> **Exercise description**
Exclude all pictures, then restate the entries below word for word.
------ Task material
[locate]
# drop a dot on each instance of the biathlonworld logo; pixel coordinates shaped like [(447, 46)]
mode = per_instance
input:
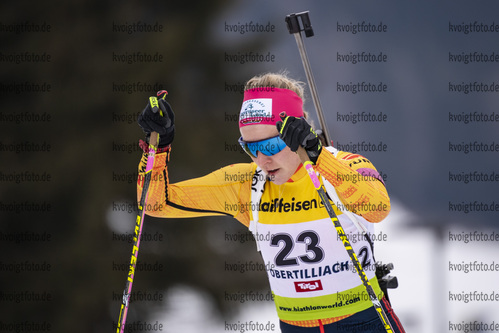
[(301, 287), (256, 110)]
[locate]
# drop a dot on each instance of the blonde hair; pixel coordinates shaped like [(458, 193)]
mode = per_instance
[(278, 80)]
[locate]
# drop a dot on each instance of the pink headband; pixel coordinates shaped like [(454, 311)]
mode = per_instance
[(261, 106)]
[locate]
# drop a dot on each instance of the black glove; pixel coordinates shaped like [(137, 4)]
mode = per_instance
[(297, 132), (163, 123)]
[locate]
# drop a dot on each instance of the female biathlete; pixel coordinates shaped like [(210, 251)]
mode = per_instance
[(315, 286)]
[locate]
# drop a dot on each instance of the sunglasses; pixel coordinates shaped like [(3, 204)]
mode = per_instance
[(267, 147)]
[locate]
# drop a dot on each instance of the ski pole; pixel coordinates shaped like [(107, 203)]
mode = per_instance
[(153, 144), (294, 28)]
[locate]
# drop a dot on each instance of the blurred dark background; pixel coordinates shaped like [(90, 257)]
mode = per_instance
[(69, 137)]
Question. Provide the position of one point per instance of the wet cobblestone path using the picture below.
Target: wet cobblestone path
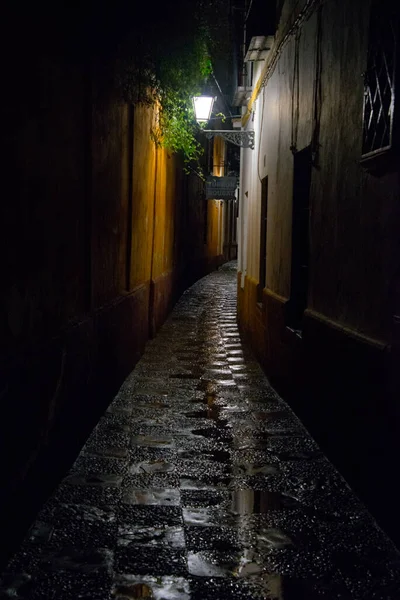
(198, 483)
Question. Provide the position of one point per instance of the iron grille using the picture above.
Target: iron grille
(379, 82)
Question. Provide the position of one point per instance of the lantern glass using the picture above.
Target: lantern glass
(203, 106)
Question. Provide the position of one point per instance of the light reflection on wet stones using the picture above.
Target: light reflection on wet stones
(157, 497)
(198, 456)
(131, 587)
(151, 536)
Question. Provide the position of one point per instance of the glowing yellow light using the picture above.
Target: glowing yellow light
(203, 106)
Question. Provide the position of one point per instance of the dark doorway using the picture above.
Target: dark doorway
(263, 239)
(300, 237)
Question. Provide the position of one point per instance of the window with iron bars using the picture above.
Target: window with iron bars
(379, 81)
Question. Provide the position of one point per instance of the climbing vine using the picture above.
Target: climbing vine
(166, 63)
------------
> **Response for this exercise**
[locate]
# drop a dot on each instance of the biathlonworld logo; pixel coordinates shaped like [(447, 46)]
mode = per_instance
input:
[(301, 287), (256, 110)]
[locate]
# drop a dot on each instance of the blonde hair; pixel coordinates shaped like [(458, 193)]
mode = per_instance
[(278, 80)]
[locate]
# drop a dot on each instance of the pink headband; pixel coordinates shaped like [(454, 311)]
mode = per_instance
[(261, 106)]
[locate]
# drop a dot on each instance of the black glove; pixel coordinates shaped like [(137, 4)]
mode = per_instance
[(297, 132), (163, 123)]
[locate]
# drop a dot on each instance of the female biathlete; pixel coordinates shaped like [(210, 251)]
mode = per_instance
[(315, 286)]
[locate]
# drop a dot on each instance of the sunglasses; pixel coordinates shaped like [(3, 204)]
mode = per_instance
[(267, 147)]
[locate]
# drop a dot on each instance of the ski pole; pixel coordinates shaped like [(107, 203)]
mode = per_instance
[(153, 144), (294, 28)]
[locate]
# drop a dot on each instance of the blurred dark background; pixel coordinates shaped like [(90, 257)]
mode = per_instance
[(69, 137)]
Question. Provide the position of one point per instance of the wet cobblestone path using the picture below.
Target: wet cobblestone path
(198, 483)
Question. Provide the position of one point per instance of the iron grille using the picture above.
Target: iron grille
(379, 82)
Question. Provide the position of one point per instance of the lantern glass using the picture above.
Target: lantern glass
(203, 106)
Question. Provide the position of one point per instance of the light reflection on wet stones using the picture above.
Target: light reflection on wet stones
(157, 497)
(198, 456)
(131, 587)
(151, 536)
Question. Provide the position of one point per instance of the glowing yellow light using the picture above.
Target: glowing yellow light
(203, 106)
Question. Provide the position of one point per instance of the dark doorway using the picture above.
Target: dark doorway
(263, 239)
(300, 237)
Question. Provide the position of one point per instance of the window with iron bars using the picture above.
Target: window with iron bars
(379, 81)
Question. Provide the position of one point per instance of the climbing vine using the picture above.
Target: climbing vine
(166, 63)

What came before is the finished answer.